-- START --

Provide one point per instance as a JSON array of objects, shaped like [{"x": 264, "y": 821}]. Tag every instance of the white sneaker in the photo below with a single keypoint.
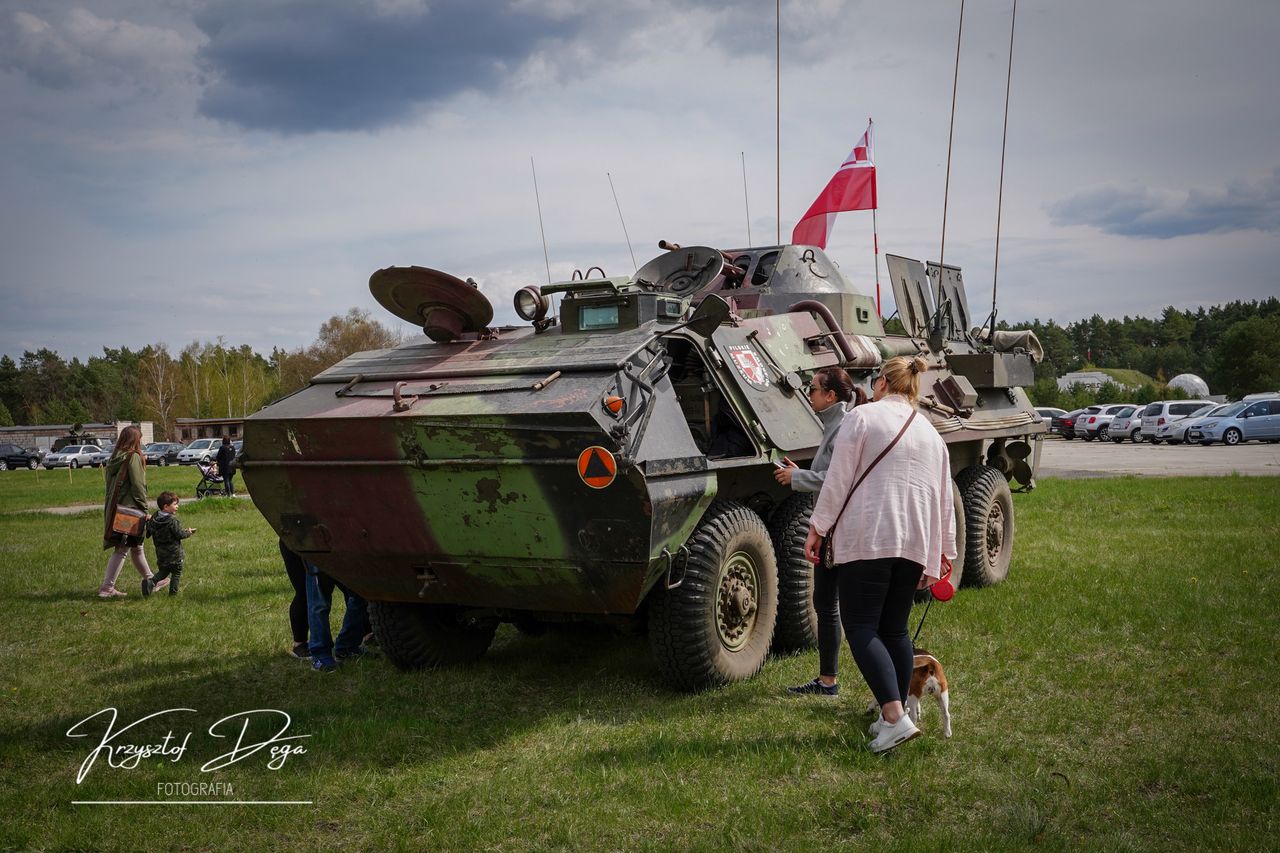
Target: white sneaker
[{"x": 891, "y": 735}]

-- END --
-- START --

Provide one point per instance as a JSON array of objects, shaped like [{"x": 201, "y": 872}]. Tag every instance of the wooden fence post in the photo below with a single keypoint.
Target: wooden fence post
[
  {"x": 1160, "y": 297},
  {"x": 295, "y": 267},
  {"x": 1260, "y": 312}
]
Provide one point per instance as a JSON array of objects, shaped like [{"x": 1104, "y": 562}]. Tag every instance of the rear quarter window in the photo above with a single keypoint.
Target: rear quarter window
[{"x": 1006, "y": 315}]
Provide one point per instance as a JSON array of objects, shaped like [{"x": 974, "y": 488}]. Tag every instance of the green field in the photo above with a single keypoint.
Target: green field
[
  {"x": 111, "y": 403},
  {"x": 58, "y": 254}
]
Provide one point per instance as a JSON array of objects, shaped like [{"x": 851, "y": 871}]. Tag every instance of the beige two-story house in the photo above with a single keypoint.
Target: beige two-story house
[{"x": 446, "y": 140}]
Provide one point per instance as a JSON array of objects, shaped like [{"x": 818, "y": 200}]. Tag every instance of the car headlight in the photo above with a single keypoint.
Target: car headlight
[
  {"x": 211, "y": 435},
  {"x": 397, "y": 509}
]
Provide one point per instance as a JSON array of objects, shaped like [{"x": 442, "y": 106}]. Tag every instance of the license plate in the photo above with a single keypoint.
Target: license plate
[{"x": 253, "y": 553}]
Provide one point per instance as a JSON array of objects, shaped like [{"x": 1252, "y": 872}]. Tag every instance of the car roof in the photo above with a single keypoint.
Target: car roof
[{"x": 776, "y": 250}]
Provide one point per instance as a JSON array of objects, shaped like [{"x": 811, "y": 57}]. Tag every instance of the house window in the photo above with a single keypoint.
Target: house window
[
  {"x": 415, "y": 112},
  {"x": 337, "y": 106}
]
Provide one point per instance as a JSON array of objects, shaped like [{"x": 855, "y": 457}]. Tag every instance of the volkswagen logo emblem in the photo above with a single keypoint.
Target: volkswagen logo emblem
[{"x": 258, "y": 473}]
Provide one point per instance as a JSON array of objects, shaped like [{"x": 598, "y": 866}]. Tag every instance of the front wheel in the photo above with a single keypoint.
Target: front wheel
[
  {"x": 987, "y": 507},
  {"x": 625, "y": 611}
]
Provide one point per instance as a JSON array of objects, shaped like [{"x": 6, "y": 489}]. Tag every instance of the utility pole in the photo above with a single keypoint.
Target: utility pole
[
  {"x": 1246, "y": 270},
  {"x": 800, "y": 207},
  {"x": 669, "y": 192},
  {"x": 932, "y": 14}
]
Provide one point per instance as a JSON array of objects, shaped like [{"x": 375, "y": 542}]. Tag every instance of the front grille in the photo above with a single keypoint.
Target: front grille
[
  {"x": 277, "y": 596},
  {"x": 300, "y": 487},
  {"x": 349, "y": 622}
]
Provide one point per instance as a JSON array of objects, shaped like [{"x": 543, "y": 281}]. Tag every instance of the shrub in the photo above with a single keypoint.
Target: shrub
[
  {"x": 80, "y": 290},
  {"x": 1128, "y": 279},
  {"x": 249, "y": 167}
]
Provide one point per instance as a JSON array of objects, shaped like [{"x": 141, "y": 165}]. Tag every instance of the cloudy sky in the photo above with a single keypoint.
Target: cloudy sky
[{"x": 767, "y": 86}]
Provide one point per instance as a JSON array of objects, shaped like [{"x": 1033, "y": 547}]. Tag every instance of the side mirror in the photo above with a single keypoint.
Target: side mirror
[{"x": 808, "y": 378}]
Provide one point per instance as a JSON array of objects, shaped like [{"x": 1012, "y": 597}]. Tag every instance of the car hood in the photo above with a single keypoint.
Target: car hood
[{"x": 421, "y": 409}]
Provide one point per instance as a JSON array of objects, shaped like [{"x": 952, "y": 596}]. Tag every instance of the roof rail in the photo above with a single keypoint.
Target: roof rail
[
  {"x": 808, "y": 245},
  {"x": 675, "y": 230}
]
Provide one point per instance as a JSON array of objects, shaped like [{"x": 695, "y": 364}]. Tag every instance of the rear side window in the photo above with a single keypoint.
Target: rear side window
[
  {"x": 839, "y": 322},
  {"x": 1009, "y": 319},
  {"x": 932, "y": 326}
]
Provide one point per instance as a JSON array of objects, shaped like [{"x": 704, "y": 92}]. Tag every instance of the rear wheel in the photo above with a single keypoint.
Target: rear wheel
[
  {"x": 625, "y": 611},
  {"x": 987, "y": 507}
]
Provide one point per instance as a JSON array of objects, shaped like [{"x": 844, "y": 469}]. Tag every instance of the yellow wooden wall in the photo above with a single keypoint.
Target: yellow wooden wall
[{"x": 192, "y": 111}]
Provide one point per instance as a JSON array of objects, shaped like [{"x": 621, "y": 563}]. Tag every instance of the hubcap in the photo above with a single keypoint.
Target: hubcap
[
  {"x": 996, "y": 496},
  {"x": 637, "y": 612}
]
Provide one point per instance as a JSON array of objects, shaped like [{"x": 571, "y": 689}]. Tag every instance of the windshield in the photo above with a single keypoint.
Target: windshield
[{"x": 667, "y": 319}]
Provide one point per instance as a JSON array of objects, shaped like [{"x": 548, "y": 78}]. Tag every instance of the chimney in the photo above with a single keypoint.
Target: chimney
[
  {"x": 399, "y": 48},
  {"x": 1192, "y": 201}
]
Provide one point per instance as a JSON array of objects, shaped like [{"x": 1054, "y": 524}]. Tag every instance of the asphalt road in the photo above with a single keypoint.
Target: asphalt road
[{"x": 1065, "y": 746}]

-- END --
-- START --

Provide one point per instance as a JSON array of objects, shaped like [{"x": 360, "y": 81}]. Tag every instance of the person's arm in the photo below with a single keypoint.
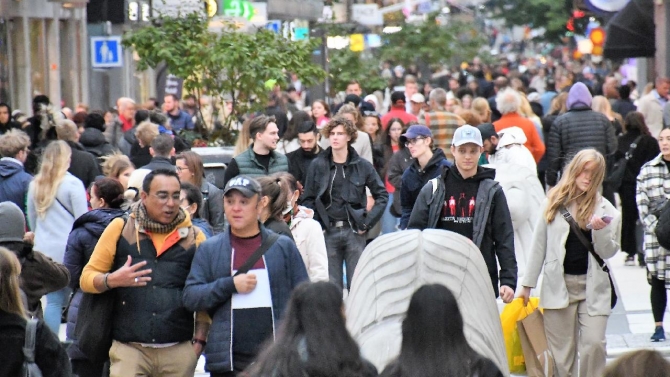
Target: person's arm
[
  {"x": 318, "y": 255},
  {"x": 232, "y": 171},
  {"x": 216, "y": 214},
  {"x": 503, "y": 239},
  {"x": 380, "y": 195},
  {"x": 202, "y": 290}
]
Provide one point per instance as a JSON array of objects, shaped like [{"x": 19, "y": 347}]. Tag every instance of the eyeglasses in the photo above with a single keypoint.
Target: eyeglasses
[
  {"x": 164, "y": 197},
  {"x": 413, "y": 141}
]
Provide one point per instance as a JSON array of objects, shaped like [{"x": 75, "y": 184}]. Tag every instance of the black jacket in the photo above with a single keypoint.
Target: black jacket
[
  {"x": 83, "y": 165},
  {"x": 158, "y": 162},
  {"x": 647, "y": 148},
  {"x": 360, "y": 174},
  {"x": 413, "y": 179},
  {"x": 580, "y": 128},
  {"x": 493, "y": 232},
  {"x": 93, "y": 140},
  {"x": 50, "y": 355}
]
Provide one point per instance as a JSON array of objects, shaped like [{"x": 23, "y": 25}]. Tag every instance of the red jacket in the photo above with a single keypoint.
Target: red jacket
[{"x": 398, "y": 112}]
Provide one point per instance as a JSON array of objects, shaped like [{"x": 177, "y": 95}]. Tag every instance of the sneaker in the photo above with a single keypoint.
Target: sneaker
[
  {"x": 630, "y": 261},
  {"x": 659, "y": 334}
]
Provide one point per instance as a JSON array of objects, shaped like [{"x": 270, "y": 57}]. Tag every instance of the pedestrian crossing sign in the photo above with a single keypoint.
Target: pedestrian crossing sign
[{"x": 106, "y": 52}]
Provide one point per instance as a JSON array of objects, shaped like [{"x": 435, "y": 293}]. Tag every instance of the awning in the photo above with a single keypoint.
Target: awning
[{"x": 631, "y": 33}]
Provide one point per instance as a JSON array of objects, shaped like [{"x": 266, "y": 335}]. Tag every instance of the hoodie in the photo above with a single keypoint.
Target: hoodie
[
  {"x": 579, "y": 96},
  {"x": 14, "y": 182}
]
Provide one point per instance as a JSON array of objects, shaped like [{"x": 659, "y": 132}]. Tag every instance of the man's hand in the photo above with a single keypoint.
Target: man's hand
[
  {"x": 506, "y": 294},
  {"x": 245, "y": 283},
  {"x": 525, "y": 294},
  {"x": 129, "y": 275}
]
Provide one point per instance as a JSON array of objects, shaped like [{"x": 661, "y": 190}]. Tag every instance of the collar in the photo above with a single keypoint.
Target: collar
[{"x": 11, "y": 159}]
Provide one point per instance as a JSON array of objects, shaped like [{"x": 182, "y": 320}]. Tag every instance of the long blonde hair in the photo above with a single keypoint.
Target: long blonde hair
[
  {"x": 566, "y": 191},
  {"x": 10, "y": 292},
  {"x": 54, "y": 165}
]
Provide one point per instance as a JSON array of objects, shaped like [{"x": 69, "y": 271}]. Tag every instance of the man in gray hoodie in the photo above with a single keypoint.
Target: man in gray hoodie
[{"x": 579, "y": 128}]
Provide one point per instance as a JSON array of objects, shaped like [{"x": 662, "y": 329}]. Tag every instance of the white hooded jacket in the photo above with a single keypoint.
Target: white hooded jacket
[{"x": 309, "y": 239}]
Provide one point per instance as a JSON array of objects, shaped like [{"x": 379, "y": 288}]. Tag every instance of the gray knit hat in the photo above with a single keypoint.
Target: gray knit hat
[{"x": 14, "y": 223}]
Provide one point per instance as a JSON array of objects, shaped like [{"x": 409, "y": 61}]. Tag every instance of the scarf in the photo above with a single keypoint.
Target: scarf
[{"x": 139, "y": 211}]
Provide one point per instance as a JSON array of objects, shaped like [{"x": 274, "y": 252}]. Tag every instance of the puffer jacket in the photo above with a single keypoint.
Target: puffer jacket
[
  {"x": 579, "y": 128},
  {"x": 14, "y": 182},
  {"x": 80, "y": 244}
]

-- END --

_TASK BRIEF_: Count the lines in the data above that contain "jacket", with case taken into account. Give only the number.

_FULL OUTPUT_: 8